» WHAT TO DO: Each line from the one that contains "Query: concrete bench" through the end of the entries should be repeated exactly, with nothing added.

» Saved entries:
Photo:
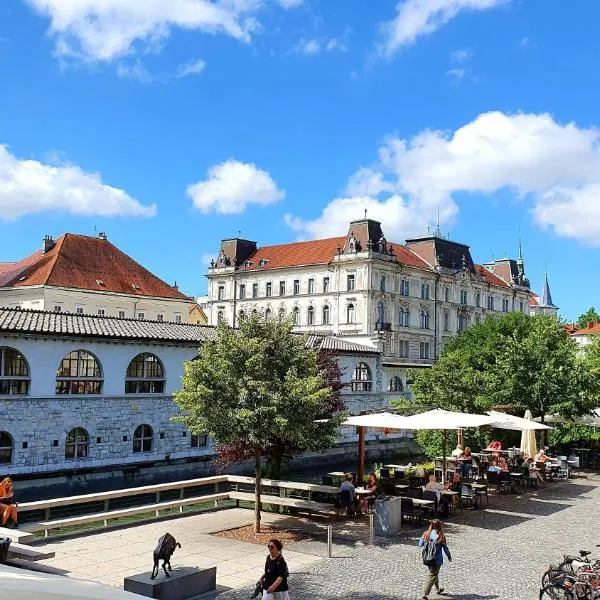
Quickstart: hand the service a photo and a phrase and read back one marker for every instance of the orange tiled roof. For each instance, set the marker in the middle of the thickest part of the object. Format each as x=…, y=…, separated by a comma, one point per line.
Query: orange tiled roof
x=86, y=263
x=317, y=252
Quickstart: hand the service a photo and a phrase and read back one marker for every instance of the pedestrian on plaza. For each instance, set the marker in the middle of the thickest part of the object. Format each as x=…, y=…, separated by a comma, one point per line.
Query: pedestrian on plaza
x=433, y=542
x=275, y=579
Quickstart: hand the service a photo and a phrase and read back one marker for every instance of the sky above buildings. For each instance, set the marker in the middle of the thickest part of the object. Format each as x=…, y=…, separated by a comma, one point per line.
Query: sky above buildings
x=171, y=125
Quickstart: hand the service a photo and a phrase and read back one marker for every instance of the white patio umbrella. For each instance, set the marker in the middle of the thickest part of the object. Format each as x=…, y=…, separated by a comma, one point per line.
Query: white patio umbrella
x=444, y=420
x=21, y=584
x=528, y=441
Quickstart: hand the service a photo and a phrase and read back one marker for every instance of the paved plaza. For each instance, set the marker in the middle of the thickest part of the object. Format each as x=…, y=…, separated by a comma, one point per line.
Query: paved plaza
x=499, y=552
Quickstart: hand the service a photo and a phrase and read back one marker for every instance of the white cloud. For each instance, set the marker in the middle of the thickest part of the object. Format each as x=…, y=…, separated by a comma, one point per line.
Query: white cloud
x=555, y=167
x=192, y=67
x=231, y=185
x=29, y=187
x=103, y=30
x=416, y=18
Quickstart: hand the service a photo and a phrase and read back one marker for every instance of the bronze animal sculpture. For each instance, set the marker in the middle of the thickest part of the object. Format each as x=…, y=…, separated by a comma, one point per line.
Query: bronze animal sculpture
x=163, y=551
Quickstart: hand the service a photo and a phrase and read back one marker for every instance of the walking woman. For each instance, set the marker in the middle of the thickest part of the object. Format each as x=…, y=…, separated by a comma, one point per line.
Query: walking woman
x=434, y=543
x=274, y=581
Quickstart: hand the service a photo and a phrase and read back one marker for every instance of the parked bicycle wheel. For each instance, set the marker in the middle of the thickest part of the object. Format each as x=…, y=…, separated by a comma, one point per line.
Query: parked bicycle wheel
x=556, y=592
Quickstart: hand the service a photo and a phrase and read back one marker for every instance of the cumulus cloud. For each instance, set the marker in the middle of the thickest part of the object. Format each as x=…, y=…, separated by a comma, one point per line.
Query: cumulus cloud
x=416, y=18
x=29, y=187
x=102, y=30
x=555, y=167
x=231, y=186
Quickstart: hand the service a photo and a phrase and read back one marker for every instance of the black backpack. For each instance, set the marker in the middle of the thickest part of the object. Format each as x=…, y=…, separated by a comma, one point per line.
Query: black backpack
x=429, y=553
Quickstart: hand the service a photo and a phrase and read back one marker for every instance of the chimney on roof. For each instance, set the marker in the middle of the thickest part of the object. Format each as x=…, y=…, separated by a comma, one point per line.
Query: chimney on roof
x=47, y=243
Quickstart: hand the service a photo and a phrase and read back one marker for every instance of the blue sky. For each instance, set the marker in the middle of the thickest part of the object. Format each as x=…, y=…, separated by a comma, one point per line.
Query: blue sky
x=173, y=125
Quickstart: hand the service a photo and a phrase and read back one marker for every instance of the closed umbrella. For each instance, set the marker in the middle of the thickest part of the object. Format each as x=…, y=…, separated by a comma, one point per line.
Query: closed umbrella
x=528, y=441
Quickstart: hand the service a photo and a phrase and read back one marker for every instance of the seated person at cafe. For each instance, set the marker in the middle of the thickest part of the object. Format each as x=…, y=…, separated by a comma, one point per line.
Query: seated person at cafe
x=372, y=487
x=350, y=501
x=458, y=451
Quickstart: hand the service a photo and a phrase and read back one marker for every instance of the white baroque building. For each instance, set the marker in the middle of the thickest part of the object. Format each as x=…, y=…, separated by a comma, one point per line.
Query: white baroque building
x=408, y=299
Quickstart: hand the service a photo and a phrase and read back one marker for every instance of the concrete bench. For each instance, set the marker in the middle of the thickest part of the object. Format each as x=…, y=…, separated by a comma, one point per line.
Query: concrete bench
x=304, y=505
x=60, y=523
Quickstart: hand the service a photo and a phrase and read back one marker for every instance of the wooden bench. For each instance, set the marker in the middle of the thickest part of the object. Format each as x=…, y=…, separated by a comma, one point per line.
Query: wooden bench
x=304, y=505
x=60, y=523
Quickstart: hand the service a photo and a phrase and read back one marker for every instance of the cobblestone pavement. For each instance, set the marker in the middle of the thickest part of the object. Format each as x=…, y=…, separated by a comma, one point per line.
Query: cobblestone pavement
x=498, y=553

» ANSWER TO THE EXERCISE:
Query: concrete bench
x=304, y=505
x=60, y=523
Quickstart: hand the service a photo and a phrase and read back one marker for every instance of the wooden bench. For each instance, set the marker in the middle of the thickest part of the object. Format each as x=…, y=…, separated by a comma, one point per line.
Query: wooden bench
x=304, y=505
x=60, y=523
Quickstart: hand the service a photo and a phrase and read back one marker for every instance of the cobblestone pavement. For each instance, set the marker in the middle of the thickest part of the object. Format each as x=…, y=…, separated by a comma, one point per line.
Query: cobblestone pavement
x=498, y=553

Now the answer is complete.